ENTRIES:
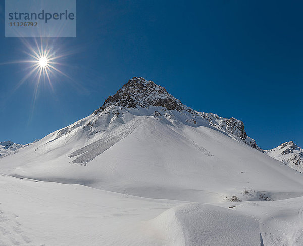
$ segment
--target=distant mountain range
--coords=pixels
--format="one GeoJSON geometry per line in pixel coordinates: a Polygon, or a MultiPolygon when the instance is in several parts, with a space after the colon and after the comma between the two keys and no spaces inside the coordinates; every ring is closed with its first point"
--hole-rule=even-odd
{"type": "MultiPolygon", "coordinates": [[[[303,182],[301,174],[267,156],[242,121],[197,112],[142,77],[91,115],[18,149],[0,159],[1,173],[139,196],[220,202],[247,188],[272,199],[302,190],[290,185],[303,182]]],[[[287,159],[297,154],[286,152],[287,159]]]]}
{"type": "Polygon", "coordinates": [[[14,143],[11,141],[0,142],[0,156],[6,155],[23,147],[20,144],[14,143]]]}

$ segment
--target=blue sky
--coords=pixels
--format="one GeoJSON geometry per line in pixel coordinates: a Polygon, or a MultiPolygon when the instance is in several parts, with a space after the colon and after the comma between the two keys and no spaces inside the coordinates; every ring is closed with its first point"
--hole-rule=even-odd
{"type": "MultiPolygon", "coordinates": [[[[4,37],[0,63],[26,59],[4,37]]],[[[49,39],[70,55],[52,77],[18,89],[24,64],[0,65],[0,140],[25,144],[91,114],[142,76],[192,108],[242,120],[262,148],[303,147],[301,1],[78,1],[77,37],[49,39]]],[[[33,44],[33,39],[27,41],[33,44]]]]}

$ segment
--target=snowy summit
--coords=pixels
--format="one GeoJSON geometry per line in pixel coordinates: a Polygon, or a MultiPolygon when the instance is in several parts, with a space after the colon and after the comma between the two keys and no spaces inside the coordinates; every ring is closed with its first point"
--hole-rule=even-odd
{"type": "Polygon", "coordinates": [[[133,78],[0,158],[0,244],[303,245],[303,174],[270,157],[301,149],[283,144],[133,78]]]}

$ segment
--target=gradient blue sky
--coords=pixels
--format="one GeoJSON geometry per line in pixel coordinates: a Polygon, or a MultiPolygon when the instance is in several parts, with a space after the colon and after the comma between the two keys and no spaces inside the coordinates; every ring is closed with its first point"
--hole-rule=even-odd
{"type": "MultiPolygon", "coordinates": [[[[4,37],[4,2],[0,63],[27,58],[4,37]]],[[[34,107],[34,80],[14,91],[25,64],[0,65],[0,141],[40,139],[142,76],[195,110],[242,120],[262,148],[303,147],[301,1],[77,2],[77,37],[48,40],[70,52],[60,69],[72,80],[53,76],[34,107]]]]}

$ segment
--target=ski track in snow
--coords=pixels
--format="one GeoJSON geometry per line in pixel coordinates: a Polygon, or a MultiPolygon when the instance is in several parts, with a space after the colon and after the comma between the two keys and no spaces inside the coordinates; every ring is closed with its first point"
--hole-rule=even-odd
{"type": "Polygon", "coordinates": [[[22,231],[18,216],[5,213],[0,207],[0,246],[33,245],[22,231]]]}
{"type": "Polygon", "coordinates": [[[73,160],[73,163],[78,164],[87,163],[127,137],[134,130],[134,128],[130,127],[124,130],[120,133],[109,134],[83,148],[74,151],[69,157],[71,158],[81,155],[73,160]]]}

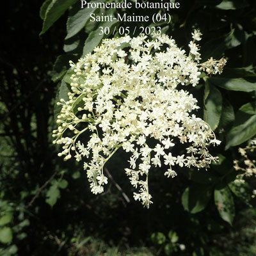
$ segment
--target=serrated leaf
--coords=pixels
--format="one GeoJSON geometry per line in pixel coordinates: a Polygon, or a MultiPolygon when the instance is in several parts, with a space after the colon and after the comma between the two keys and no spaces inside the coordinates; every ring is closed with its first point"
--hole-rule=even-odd
{"type": "Polygon", "coordinates": [[[45,18],[45,13],[46,10],[47,10],[47,8],[49,5],[51,4],[52,0],[46,0],[43,3],[43,4],[42,4],[40,7],[40,17],[42,20],[44,20],[45,18]]]}
{"type": "Polygon", "coordinates": [[[214,202],[221,218],[232,225],[235,216],[233,196],[227,186],[214,190],[214,202]]]}
{"type": "Polygon", "coordinates": [[[66,180],[61,180],[58,182],[58,186],[60,188],[65,189],[68,185],[68,182],[66,180]]]}
{"type": "Polygon", "coordinates": [[[214,131],[220,122],[222,109],[222,96],[221,92],[207,81],[205,83],[205,109],[204,119],[214,131]]]}
{"type": "Polygon", "coordinates": [[[45,202],[51,205],[51,207],[56,203],[58,198],[60,196],[60,189],[58,184],[52,185],[46,193],[45,202]]]}
{"type": "Polygon", "coordinates": [[[52,0],[45,14],[43,28],[40,35],[45,33],[76,0],[52,0]]]}
{"type": "Polygon", "coordinates": [[[8,227],[4,227],[0,229],[0,242],[4,244],[8,244],[12,241],[12,231],[8,227]]]}
{"type": "Polygon", "coordinates": [[[225,149],[239,145],[256,134],[255,102],[248,103],[236,114],[233,127],[227,136],[225,149]]]}
{"type": "Polygon", "coordinates": [[[0,218],[0,226],[3,226],[4,225],[8,224],[11,222],[12,219],[12,214],[6,214],[0,218]]]}
{"type": "MultiPolygon", "coordinates": [[[[94,1],[90,3],[93,2],[94,1]]],[[[65,39],[70,38],[79,32],[90,19],[90,14],[95,11],[95,9],[92,8],[80,9],[78,12],[76,8],[71,10],[67,22],[67,35],[65,39]]]]}
{"type": "Polygon", "coordinates": [[[181,197],[184,209],[193,214],[203,211],[211,198],[212,188],[198,184],[187,188],[181,197]]]}
{"type": "Polygon", "coordinates": [[[56,82],[60,80],[70,68],[69,61],[76,61],[77,57],[68,54],[60,55],[57,57],[51,72],[52,80],[56,82]]]}

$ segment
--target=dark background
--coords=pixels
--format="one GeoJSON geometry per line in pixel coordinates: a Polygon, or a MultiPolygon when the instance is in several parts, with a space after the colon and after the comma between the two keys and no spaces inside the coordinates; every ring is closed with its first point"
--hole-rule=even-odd
{"type": "MultiPolygon", "coordinates": [[[[237,147],[225,150],[226,135],[234,122],[231,118],[216,131],[223,143],[213,153],[225,157],[220,168],[208,171],[217,177],[216,183],[202,181],[205,173],[196,183],[186,170],[180,170],[175,179],[167,179],[163,170],[153,169],[150,188],[154,204],[147,210],[133,200],[123,172],[127,156],[120,152],[107,166],[113,179],[109,179],[106,191],[91,194],[83,164],[74,160],[63,162],[51,142],[60,86],[60,79],[52,81],[52,70],[57,56],[64,54],[68,12],[39,36],[43,2],[25,2],[4,1],[1,6],[0,217],[8,216],[5,220],[9,220],[0,218],[0,237],[7,237],[5,241],[0,237],[0,255],[256,255],[255,211],[252,198],[244,200],[251,197],[252,189],[244,197],[232,193],[232,225],[221,218],[214,203],[212,188],[224,188],[234,180],[232,161],[241,157],[237,147]],[[181,200],[185,189],[191,186],[198,188],[193,202],[204,191],[211,196],[204,211],[196,214],[185,211],[181,200]]],[[[231,3],[234,8],[229,9],[216,8],[216,2],[221,1],[180,1],[180,8],[171,12],[173,22],[166,33],[187,49],[192,27],[199,28],[204,35],[203,57],[225,54],[227,68],[255,74],[255,2],[223,1],[231,3]]],[[[84,40],[90,33],[83,30],[79,36],[84,40]]],[[[76,58],[79,51],[69,53],[76,58]]],[[[240,74],[237,72],[236,77],[240,74]]],[[[253,76],[250,79],[256,84],[253,76]]],[[[191,91],[199,97],[202,110],[204,86],[202,82],[191,91]]],[[[231,106],[235,114],[242,105],[255,101],[255,91],[219,90],[225,106],[231,106]]],[[[249,184],[251,188],[253,181],[249,184]]]]}

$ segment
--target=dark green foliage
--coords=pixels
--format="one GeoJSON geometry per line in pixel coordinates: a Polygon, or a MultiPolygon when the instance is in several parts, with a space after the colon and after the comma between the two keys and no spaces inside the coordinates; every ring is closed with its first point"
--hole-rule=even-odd
{"type": "MultiPolygon", "coordinates": [[[[224,56],[228,61],[222,74],[203,74],[198,86],[185,88],[198,99],[197,115],[222,141],[211,148],[220,161],[207,172],[180,168],[175,179],[166,179],[163,168],[150,170],[154,204],[149,210],[133,200],[123,171],[126,155],[118,152],[109,161],[112,179],[106,191],[95,196],[83,164],[57,156],[51,131],[60,110],[56,102],[67,99],[70,90],[68,61],[91,52],[104,38],[120,36],[119,28],[133,31],[154,24],[90,22],[93,12],[116,15],[125,11],[81,9],[79,1],[4,3],[0,255],[256,255],[255,199],[251,196],[255,180],[233,182],[237,174],[233,161],[241,159],[237,148],[256,134],[256,3],[180,3],[179,9],[169,12],[170,24],[163,20],[157,26],[185,49],[191,32],[199,28],[203,60],[224,56]],[[109,26],[109,34],[99,35],[100,26],[109,26]]],[[[145,15],[134,8],[126,12],[145,15]]]]}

SHORT PROBLEM:
Collect every line of the data that contains the word "dark" and copy each one as it appears.

RESULT:
--target=dark background
--target=dark green foliage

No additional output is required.